• **Work order**
Set down the entries once more, exactly as given.

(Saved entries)
↓

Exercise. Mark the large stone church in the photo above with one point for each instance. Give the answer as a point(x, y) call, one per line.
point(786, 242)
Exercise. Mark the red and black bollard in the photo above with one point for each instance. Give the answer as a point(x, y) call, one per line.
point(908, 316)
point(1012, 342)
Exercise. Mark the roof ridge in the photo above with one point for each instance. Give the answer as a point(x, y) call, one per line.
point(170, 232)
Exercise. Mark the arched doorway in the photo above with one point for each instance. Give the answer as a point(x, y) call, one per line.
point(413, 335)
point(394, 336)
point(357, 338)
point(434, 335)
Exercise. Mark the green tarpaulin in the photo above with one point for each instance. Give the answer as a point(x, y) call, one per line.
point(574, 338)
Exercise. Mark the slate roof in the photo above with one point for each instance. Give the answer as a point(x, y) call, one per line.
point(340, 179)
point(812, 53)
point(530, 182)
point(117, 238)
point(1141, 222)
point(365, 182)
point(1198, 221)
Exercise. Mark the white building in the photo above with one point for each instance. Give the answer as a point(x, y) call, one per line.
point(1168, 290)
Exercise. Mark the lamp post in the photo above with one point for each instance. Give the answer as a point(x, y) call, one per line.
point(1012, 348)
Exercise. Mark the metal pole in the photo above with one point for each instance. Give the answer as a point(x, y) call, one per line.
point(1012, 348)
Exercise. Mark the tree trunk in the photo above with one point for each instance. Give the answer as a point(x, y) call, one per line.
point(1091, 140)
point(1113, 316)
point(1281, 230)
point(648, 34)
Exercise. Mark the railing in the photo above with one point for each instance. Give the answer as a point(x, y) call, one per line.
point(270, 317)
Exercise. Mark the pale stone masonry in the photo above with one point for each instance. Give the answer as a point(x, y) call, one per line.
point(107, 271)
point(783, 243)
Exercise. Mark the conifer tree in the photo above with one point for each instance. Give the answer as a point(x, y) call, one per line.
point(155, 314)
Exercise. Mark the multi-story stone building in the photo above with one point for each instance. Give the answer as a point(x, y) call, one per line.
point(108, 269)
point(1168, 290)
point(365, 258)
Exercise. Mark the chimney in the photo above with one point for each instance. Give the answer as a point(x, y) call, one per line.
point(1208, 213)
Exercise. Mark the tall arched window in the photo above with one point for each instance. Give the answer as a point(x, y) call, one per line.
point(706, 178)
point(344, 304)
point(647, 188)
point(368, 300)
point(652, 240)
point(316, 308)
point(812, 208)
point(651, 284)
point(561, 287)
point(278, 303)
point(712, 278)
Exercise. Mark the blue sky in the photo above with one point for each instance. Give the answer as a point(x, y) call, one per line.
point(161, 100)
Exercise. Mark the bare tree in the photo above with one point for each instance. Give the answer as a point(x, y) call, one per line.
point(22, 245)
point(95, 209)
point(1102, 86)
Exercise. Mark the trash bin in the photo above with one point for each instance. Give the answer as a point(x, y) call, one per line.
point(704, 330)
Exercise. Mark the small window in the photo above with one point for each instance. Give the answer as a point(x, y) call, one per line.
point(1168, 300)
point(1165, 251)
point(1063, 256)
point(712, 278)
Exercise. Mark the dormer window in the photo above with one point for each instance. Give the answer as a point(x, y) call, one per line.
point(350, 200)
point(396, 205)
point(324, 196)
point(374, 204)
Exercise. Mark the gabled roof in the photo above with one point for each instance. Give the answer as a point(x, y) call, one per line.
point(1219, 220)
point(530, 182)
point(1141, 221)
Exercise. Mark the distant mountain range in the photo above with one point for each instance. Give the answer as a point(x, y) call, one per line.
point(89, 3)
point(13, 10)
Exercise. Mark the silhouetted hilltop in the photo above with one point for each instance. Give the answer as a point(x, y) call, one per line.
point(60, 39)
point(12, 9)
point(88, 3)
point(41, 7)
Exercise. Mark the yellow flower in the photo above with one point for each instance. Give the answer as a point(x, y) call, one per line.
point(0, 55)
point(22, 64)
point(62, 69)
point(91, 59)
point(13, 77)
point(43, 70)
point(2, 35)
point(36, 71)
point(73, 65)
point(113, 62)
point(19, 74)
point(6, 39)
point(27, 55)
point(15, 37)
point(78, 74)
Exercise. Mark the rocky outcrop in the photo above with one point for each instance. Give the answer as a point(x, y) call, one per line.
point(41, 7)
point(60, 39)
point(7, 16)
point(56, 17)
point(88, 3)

↑

• **Answer to this problem**
Exercise. Mark the large stone church in the photo above with one point for each instance. Give the answer as a point(x, y) call, one per line.
point(786, 242)
Exercise. Mark the red and black bollard in the photo above with one point for each instance. Give the answer as a point(x, y) call, one per line.
point(908, 316)
point(1012, 342)
Exercise. Mark the roof ridge in the photo above with one point for each instance. Give the answer as a point(x, y) call, one per line.
point(170, 232)
Exercise. Mark the arched doorway in the photo above with one point for each instance. Give the answer as a point(x, y) call, one per line.
point(413, 335)
point(394, 336)
point(357, 338)
point(434, 335)
Exercise. Mark the green tarpaulin in the photo above with one point for each instance. Give the answer as a point(x, y) call, one per line.
point(574, 338)
Exercise. Mark the slate roof in the photo above with one point for each instance. Give the answer as a point(x, y) call, one per line.
point(340, 179)
point(812, 53)
point(530, 182)
point(117, 238)
point(1141, 222)
point(365, 182)
point(1198, 221)
Exercise. Mark the white building in the photo above with one point for each instance. Give the answer as a point(x, y) call, one per line.
point(1168, 290)
Exercise. Mark the lamp post in the photo above with one point for each instance. Give the answer as a point(x, y) call, one per line.
point(1012, 348)
Exercise. Mark the metal pole in the photo above with one point for each instance. Give the answer as a point(x, y) call, one per line.
point(1012, 348)
Exercise. Mark the tree trunk in the photo above with one point for each instance. Give the answer as a point(x, y) call, one per line.
point(1091, 140)
point(1113, 316)
point(1281, 230)
point(648, 34)
Exercise. Mark the railing in the photo above with one point for each instance. Give the answer as a point(x, y) call, one per line.
point(270, 317)
Exercise. Mark the pale stone masonry in the photo above with one point for each instance. Give the answer as a point(x, y) call, one per line.
point(107, 271)
point(783, 243)
Exercise. Mark the conifer tree in the photo above with one point for each instance. Give the answer as a point(x, y) call, one per line.
point(155, 314)
Exercise. Mark the multi-story stone building in the photo above with one point for each instance. Give the answer as a point(x, y) call, one per line.
point(108, 269)
point(1168, 290)
point(365, 258)
Exercise. Mark the chimney in the photo above with one point for each instance. Give the answer as a point(x, y) call, one per line.
point(1208, 213)
Exercise. Mark the tall arched window in the photo above with one point for each instance. Give the answer as a point(x, y) call, one per line.
point(706, 178)
point(344, 304)
point(647, 188)
point(368, 300)
point(652, 240)
point(316, 308)
point(812, 208)
point(651, 284)
point(561, 287)
point(278, 303)
point(712, 278)
Exercise. Mark the blue sky in the photo above with one point for each instance. Give the answer as a point(x, y) call, one per line.
point(161, 100)
Exercise. Mark the bare tree in the photo above with one point for each instance. Give the answer as a point(x, y) call, one per line.
point(22, 245)
point(95, 209)
point(1102, 86)
Exercise. Mark the trash bin in the photo above with one point for each instance. Give the answer as a point(x, y) call, one per line.
point(704, 330)
Exercise. Mark the small window in the photo above with one point for each instance. Give the answer as a point(x, y) call, one per line.
point(1168, 300)
point(1165, 251)
point(1063, 256)
point(712, 278)
Exercise. Mark the dormer window in the photo above with one point for each instance. Give the answer as a point(x, y) call, one per line.
point(350, 200)
point(396, 205)
point(324, 196)
point(374, 204)
Exercise. Mark the gabled roof in the photo above with one point for each instance. Give the answer as a point(x, y) call, one per line.
point(1219, 220)
point(530, 182)
point(1141, 221)
Exercise. Mark the distant mountain range in the photo above with one point for each instance. Give the answer as a point(x, y) call, one per line.
point(89, 3)
point(13, 10)
Exercise. Mark the silhouetted hilltop in the photo above with one point for each instance. Give the answer as a point(x, y) call, one per line.
point(60, 39)
point(12, 9)
point(88, 3)
point(41, 7)
Exercise. Mark the yellow flower in the photo above with one point for each instance. Give the answer as a point(x, y) call, one per line.
point(0, 55)
point(22, 64)
point(62, 69)
point(91, 59)
point(13, 77)
point(43, 70)
point(2, 35)
point(36, 71)
point(73, 65)
point(113, 62)
point(19, 74)
point(6, 39)
point(27, 55)
point(15, 37)
point(78, 74)
Exercise. Mark the rocky outcrop in the photo above with one point for each instance. Give the answer as a point(x, y) call, one per line.
point(41, 7)
point(60, 39)
point(7, 16)
point(56, 17)
point(88, 3)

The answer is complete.